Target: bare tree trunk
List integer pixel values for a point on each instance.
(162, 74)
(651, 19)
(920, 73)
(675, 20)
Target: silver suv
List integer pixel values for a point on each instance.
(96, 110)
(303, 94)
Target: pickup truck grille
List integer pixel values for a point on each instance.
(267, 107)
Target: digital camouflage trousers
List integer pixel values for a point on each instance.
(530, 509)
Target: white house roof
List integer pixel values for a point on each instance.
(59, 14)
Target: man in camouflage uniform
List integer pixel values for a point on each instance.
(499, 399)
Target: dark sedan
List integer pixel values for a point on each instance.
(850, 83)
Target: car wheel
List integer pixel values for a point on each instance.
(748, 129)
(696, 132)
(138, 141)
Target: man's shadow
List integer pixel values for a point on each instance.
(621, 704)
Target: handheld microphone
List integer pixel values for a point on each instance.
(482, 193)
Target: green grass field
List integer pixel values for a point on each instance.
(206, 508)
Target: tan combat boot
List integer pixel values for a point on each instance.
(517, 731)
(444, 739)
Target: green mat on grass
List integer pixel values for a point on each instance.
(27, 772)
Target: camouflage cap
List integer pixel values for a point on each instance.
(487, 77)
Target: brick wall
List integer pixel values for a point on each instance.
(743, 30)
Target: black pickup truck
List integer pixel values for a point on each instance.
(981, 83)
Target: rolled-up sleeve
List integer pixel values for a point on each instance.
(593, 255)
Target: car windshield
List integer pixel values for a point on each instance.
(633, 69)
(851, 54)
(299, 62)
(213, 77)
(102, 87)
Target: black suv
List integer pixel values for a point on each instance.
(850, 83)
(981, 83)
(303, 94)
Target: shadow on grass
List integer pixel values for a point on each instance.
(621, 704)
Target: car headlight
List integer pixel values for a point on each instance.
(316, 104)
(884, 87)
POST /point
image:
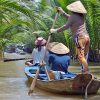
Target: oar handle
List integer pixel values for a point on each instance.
(48, 43)
(34, 82)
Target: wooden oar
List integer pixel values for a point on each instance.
(37, 72)
(33, 82)
(7, 60)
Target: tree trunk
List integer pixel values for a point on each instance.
(1, 55)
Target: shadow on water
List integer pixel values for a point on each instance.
(14, 84)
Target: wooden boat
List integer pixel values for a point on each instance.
(70, 84)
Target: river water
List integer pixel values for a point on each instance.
(14, 85)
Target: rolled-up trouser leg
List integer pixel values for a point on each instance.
(82, 50)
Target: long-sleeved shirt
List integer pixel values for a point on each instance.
(76, 24)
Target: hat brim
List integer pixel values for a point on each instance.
(43, 42)
(58, 48)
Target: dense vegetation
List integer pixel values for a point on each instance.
(22, 20)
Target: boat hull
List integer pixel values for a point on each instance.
(75, 85)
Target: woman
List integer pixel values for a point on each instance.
(38, 54)
(77, 25)
(58, 57)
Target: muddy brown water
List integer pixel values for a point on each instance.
(14, 85)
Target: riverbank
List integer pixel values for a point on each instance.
(14, 85)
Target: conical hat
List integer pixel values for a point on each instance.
(77, 7)
(58, 48)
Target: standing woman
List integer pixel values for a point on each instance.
(77, 25)
(38, 52)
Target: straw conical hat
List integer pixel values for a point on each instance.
(77, 7)
(40, 41)
(58, 48)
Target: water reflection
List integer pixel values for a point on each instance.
(14, 84)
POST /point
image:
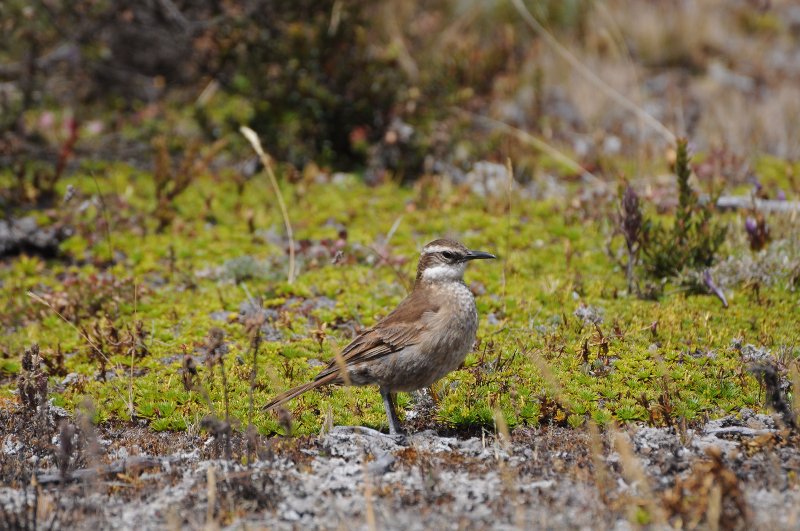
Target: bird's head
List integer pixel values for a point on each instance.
(445, 261)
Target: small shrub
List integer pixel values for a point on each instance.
(693, 239)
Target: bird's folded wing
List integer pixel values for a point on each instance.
(398, 330)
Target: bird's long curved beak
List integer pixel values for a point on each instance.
(478, 255)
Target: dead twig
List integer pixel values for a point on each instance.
(252, 137)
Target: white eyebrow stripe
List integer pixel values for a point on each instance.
(436, 249)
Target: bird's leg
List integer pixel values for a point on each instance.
(391, 414)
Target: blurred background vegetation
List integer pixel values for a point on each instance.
(396, 89)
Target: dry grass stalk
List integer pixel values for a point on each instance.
(590, 76)
(602, 478)
(252, 137)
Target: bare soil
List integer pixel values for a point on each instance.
(739, 472)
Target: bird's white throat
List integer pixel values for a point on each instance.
(444, 272)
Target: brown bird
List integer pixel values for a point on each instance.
(427, 336)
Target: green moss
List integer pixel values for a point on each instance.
(175, 284)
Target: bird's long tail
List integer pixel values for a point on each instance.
(299, 390)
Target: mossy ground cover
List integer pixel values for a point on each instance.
(560, 340)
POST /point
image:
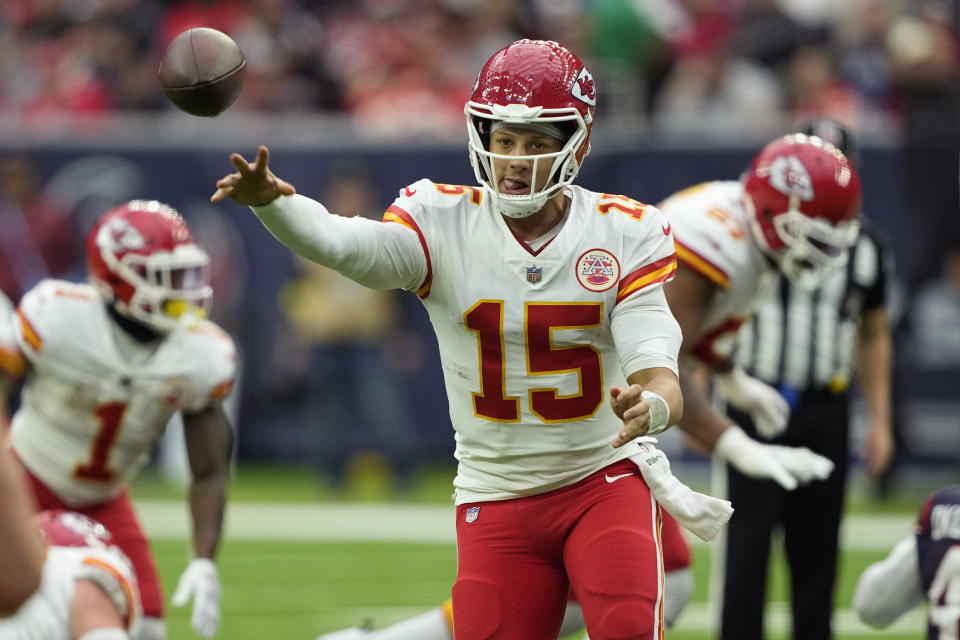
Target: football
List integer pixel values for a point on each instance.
(202, 71)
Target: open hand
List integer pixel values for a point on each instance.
(253, 183)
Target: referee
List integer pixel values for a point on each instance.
(808, 344)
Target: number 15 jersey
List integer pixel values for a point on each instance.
(529, 341)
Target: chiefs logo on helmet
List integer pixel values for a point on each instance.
(119, 235)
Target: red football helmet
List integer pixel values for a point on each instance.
(64, 528)
(143, 259)
(802, 198)
(537, 83)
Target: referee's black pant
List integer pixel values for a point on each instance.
(809, 517)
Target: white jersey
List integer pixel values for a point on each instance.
(46, 614)
(712, 238)
(526, 339)
(90, 413)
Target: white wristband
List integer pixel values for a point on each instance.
(659, 412)
(105, 633)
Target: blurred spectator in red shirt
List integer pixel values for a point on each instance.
(37, 239)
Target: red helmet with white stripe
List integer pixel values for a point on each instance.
(542, 85)
(802, 198)
(144, 261)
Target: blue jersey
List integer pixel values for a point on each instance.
(938, 557)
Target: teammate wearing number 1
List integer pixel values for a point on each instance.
(922, 567)
(107, 364)
(557, 345)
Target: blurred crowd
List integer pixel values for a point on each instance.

Written exercise:
Could you write out again every line in the stretch from the line containing "Target: red helmet with white stripe" through the end of the rows, both ends included and the request lines kept unchanged? Scale each point coordinate in the answers by 1.45 and round it to a whole number, with halves rounded up.

Worked answer:
Target: red helmet with white stripe
List integer pixel values for a point on each instance.
(786, 123)
(1163, 287)
(209, 378)
Target: blue jersey
List integer pixel values for a point on each instance.
(1360, 808)
Target: teammate wearing number 1
List integer pixel values for a point on each instance.
(1337, 822)
(155, 528)
(808, 500)
Target: blurred crowd
List integer pixel values for a point on each instance.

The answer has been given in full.